## The problem
Leave no line out. Transcribe the whole listing exactly.
┌────────
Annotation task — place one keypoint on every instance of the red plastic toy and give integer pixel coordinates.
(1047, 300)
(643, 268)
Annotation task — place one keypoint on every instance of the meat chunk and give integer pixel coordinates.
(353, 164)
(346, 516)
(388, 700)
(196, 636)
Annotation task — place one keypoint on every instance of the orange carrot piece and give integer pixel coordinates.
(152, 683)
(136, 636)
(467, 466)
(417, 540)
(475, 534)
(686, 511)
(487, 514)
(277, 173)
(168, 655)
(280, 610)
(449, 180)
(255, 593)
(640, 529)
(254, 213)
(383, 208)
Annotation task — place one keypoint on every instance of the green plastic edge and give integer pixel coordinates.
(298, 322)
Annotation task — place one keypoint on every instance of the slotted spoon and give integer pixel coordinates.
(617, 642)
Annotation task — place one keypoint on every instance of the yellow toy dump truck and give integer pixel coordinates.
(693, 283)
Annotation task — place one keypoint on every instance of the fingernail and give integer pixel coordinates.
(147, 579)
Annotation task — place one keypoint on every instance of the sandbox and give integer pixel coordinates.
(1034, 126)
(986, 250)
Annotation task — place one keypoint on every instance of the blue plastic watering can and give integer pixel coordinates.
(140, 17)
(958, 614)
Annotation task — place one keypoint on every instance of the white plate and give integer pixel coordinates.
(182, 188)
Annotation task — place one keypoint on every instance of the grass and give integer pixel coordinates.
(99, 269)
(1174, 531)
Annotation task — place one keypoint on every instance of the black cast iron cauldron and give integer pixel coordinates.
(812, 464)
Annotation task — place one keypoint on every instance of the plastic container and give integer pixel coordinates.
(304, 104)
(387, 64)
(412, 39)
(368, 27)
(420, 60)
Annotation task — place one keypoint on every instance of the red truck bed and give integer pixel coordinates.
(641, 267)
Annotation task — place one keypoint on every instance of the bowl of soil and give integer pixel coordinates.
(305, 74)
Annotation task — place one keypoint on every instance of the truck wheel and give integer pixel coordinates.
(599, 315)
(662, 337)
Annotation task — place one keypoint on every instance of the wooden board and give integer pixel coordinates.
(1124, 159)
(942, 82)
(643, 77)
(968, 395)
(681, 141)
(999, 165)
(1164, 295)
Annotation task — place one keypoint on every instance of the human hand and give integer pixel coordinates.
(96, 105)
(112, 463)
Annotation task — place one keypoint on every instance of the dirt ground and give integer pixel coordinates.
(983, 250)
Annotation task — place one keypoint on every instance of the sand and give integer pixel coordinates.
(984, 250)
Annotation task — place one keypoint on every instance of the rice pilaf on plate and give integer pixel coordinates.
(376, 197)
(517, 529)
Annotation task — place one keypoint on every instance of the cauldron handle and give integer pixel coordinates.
└────────
## Solution for this problem
Annotation task — place one keypoint on every instance of the red plastic toy and give integer pixel coordinates.
(1047, 300)
(643, 268)
Annotation task — place one keypoint on every instance of the meat chunk and give integer pixel coordinates.
(353, 164)
(346, 516)
(388, 700)
(196, 636)
Annotation task — place one keypoint on every instance of the orange carrot piece and give integer pixel coordinates.
(152, 683)
(136, 636)
(467, 466)
(417, 540)
(475, 534)
(686, 511)
(487, 514)
(277, 173)
(168, 655)
(280, 610)
(449, 180)
(255, 593)
(640, 529)
(254, 213)
(383, 208)
Annotation task — place one keypoint on every instance of the green plastic edge and give integer pixel coordinates.
(298, 322)
Annotation task — place one keypoint on every instance of the slotted spoon and give integer pixel coordinates.
(617, 642)
Annotation task — place one keypoint on every instance of the yellow toy dump truck and give integer pixel coordinates.
(693, 283)
Annotation task — place one keypoint on every instance of the fingernail and give integer pixel coordinates.
(147, 579)
Annotation task — place one keypoint on every instance of the sandbox and give integer pixel coordinates.
(1034, 126)
(986, 250)
Annotation task — place one keypoint on every instance of the blue plastic watering can and give integer pixel coordinates.
(140, 17)
(958, 614)
Annotation task — place one keypoint on every instance of the white plate and give integer pixel coordinates.
(182, 188)
Annotation task — place one keypoint on every instance of the grass and give integer pixel coordinates.
(99, 269)
(1174, 531)
Annotation task — place one keypoint on every instance of the black cast iron cauldron and give integer pixel coordinates.
(812, 464)
Annotation task — place one keypoint on every instance of the plastic container and give integer pixel coordinates.
(304, 104)
(387, 64)
(412, 39)
(368, 27)
(420, 60)
Annotation task — place one keypoint on every instance of the red truck bed and give integer pixel coordinates.
(641, 267)
Annotation task — place one keypoint on every instance of the bowl of soil and give integer pixel coordinates.
(305, 74)
Annotation task — place one keypoint on every instance of the truck wheel and give integer pixel coordinates.
(599, 315)
(662, 337)
Annotation task — place one keypoint on every instance of the wooden board and give integer pixel coordinates.
(1124, 159)
(942, 82)
(643, 77)
(968, 395)
(681, 141)
(999, 165)
(1164, 295)
Annotation task — place one keypoint on every instance of the human hand and give integer pixel coordinates.
(96, 105)
(112, 463)
Annotation task — place one keypoint on every instance of the dirt ground and give integer pixel coordinates.
(983, 250)
Annotation task — place one keypoint on every instance of the sand and give integer pixel coordinates.
(984, 250)
Annotation task — place one keypoint on every instance of the rice pilaf on plate and give integer pixel coordinates.
(376, 197)
(517, 529)
Annotation task — place one keypoint on every instance of the cauldron handle and give integer pixel coordinates.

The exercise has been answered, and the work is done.